Petikan Terpilih —

%%

Bila nuklir dipergunakan, diperkirakan akan mengalahkan sumbangan sumber energi pembangkitan dari PLTA ataupun PLTP yang selama ini mendominasi dari kelompok energi ramah lingkungan.
Baca juga: Soal Energi Terbarukan, Insentif adalah Kunci
Proyeksi tersebut merupakan peluang dan juga sekaligus tantangan bagi Indonesia. Menjadi peluang karena masih ada celah bagi pemerintah untuk berusaha mengakselerasi penggunaan EBT secara masif dengan memanfaatkan sumber energi yang dimiliki oleh Indonesia.
Menurut laporan Batan, Indonesia memiliki potensi bahan baku nuklir berupa uranium dan torium. Diperkirakan potensi uranium di Indonesia mencapai kisaran 82.000 ton dan torium sekitar 143.000 ton. Kedua jenis mineral energi ini setidaknya tersebar di tiga wilayah di Indonesia, yakni di Pulau Kalimantan, Bangka Belitung, dan Sulawesi.
Estimasi potensi ini merupakan rangsangan kesempatan yang bernilai strategis tinggi seandainya Indonesia serius untuk membangun reaktor pembangkit energi nuklir. Hanya saja, di balik peluang tersebut tersimpan hambatan yang tidak kecil dan sekaligus pelik.
Salah satunya karena Indonesia selama ini belum pernah memiliki reaktor komersial yang bersumber dari energi nuklir sehingga belum terbangun kepercayaan diri yang besar untuk mengelola energi ini. Selain itu, ada stigma bahwa Indonesia kurang dipercaya oleh sejumlah negara untuk mengembangkan nuklir secara mandiri.
Ada indikasi keraguan bahwa sumber daya manusia Indonesia dianggap belum mampu untuk menangani proyek nuklir itu. Bahkan, ada juga indikasi ketakutan dari sejumlah negara jika pengembangan nuklir di Indonesia dapat dimanfaatkan untuk pengembangan senjata nuklir.
Kian sulit lagi dengan adanya sejumlah penolakan dari masyarakat dan juga LSM mengenai bahaya dari kebocoran reaktor seperti yang terjadi di Chernobyl, Rusia dan di Fukusima, Jepang.
Segala indikasi negatif ini menyebabkan Indonesia tidak pernah sukses untuk mencoba proyek nuklir nasional hingga sekarang. Padahal, dalam sejarahnya Indonesia sudah memiliki reaktor mini untuk keperluan riset sejak era 50-an ketika Presiden Soekarno menjadi pemimpin pertama bangsa ini.

%%

Yang Harus Dikerjakan —
Teruskan teks tentang energi nuklir di Indonesia di atas, dimulai setelah kalimat terakhirnya. Materi di bawah ini tidak berperan apa pun dalam hal ini.

Kutipan catatan dari sebuah koleksi —
%%

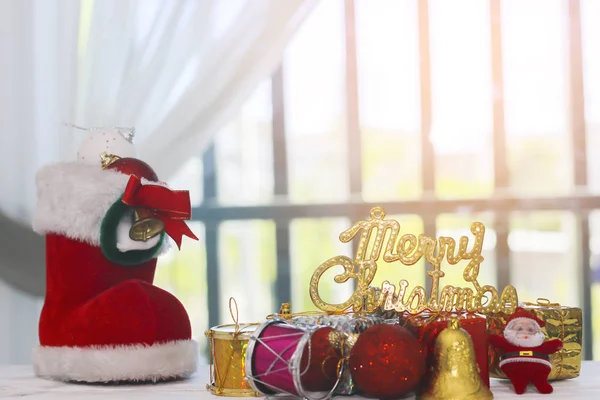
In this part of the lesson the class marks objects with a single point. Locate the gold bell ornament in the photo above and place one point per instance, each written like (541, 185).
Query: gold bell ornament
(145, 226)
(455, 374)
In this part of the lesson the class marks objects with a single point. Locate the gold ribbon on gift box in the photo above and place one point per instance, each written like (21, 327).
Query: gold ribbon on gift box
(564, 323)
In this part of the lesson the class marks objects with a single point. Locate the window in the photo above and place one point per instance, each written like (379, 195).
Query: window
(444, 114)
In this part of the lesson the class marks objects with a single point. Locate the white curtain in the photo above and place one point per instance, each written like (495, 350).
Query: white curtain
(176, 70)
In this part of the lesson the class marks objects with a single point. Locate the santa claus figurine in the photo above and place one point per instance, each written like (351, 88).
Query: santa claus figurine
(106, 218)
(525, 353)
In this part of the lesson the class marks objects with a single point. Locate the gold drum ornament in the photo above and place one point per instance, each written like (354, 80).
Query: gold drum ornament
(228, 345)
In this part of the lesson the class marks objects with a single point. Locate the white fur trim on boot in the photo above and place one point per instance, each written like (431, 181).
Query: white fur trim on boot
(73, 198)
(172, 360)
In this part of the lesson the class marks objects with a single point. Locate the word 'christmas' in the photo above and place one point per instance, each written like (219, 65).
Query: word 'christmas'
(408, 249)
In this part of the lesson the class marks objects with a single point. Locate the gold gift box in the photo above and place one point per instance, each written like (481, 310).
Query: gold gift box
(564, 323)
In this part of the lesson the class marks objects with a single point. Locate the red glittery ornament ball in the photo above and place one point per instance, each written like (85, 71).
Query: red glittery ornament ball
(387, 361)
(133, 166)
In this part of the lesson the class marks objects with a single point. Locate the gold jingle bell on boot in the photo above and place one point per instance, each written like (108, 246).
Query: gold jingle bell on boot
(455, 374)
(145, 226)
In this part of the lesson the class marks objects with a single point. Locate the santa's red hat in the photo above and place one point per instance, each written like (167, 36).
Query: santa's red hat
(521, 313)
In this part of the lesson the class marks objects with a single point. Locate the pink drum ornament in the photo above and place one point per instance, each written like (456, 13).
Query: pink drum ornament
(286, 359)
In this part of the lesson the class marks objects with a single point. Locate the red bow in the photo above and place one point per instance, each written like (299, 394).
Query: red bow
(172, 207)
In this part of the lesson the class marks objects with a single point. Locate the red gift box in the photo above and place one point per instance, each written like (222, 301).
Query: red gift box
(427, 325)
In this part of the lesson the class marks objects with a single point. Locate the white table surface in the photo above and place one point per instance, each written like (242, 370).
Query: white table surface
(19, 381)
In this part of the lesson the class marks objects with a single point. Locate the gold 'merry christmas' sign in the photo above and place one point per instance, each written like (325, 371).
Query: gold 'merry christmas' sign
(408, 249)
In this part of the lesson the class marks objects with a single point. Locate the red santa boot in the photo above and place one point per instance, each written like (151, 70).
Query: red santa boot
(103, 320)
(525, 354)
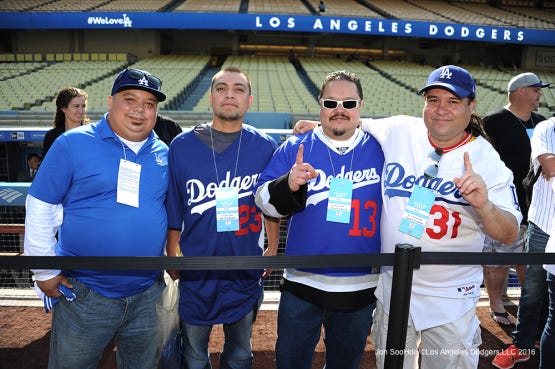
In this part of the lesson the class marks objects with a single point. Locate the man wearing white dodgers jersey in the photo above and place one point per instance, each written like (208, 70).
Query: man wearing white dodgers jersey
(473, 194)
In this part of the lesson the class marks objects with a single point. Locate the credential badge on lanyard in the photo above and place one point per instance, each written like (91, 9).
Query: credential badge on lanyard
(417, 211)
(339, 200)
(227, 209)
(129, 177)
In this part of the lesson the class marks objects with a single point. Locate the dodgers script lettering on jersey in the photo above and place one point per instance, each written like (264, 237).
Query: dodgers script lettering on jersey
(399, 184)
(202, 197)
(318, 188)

%%
%%

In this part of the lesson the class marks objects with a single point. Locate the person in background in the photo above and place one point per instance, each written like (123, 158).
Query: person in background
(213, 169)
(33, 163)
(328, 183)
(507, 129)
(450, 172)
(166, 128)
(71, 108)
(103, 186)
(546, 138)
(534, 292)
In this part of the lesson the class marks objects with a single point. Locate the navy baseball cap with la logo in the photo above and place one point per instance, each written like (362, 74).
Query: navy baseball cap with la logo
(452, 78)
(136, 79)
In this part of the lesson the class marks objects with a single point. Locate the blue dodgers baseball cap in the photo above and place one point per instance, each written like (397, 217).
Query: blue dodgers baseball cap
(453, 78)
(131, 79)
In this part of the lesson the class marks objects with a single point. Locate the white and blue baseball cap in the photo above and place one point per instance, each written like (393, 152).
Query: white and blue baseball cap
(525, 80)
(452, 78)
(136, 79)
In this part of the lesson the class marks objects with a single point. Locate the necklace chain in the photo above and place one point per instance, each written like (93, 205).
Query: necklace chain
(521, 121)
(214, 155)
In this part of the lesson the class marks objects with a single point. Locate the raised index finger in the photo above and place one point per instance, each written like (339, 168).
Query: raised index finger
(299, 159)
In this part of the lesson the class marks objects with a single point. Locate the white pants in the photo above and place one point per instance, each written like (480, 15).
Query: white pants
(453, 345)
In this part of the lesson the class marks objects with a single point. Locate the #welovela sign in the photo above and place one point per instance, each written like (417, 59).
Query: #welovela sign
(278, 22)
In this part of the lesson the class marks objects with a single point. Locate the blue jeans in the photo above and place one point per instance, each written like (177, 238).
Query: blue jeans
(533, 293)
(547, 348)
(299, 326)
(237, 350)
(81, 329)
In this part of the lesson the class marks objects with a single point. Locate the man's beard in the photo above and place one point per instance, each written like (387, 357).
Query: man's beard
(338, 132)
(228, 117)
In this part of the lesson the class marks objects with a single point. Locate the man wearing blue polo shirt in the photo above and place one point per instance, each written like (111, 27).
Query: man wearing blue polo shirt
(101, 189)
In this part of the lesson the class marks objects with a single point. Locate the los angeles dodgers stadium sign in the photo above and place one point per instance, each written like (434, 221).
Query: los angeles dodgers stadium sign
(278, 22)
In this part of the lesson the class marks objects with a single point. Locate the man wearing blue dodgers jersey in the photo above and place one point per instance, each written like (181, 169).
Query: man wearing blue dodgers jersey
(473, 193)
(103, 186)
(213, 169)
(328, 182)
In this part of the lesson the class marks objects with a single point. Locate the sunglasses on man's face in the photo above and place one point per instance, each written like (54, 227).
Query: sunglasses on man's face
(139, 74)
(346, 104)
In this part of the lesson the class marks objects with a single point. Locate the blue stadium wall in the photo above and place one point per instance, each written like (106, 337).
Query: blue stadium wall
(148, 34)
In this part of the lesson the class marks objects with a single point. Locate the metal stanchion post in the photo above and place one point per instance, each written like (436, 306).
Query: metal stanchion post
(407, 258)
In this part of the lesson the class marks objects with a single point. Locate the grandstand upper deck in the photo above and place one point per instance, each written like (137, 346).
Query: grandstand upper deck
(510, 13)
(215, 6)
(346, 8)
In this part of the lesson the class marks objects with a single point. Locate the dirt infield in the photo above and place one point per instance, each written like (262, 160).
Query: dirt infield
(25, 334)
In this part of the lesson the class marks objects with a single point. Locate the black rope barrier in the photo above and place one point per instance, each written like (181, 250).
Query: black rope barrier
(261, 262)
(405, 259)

%%

Hasil Jawaban —
Peluang nuklir
Kini, opsi untuk pengembangan nuklir di Indonesia terbuka kembali. Dengan relatif sulitnya perkembangan EBT di Indonesia, ada peluang nuklir akan kembali disinggung sebagai alternatif sumber energi baru. Apalagi, dorongan pengembangan energi nuklir juga tercantum dalam kebijakan energi nasional (KEN).
Selain itu, pengembangan energi nuklir juga tertuang dalam Rancangan Undang-undang Energi Baru Terbarukan (RUU EBT) yang pada tahun 2021 ini menjadi salah satu program legislasi nasional prioritas. Apabila pembangkit nuklir diperkenankan untuk beroperasi di Indonesia, ada harapan besar dapat memberi kontribusi yang signifikan bagi bauran energi nasional.
Mengacu pada target bauran energi tahun 2025 sebesar 23 persen, maka waktu bagi pemerintah relatif sangatlah sempit. Mengingat bauran saat ini masih berkisar 11 persen, diperlukan lonjakan tambahan besaran EBT sebesar 14 persen dalam tempo 4 tahun. Masih sangat mungkin untuk mengejar ketertinggalan itu. Hanya saja, apabila dengan cara yang biasa saja, mustahil bakal tercapai.
Kondisi tersebut menjadi peluang bagi sejumlah produsen pembangkitan energi terutama yang berbasis nuklir untuk menawarkan bisnisnya ke Indonesia. Thorcon merupakan salah satu industri energi yang sudah melakukan pendekatan kepada pemerintah untuk bekerja sama membangun reaktor nuklir Thorium Molten Salt Reactor (TMSR) 500 MW sejak tahun 2019.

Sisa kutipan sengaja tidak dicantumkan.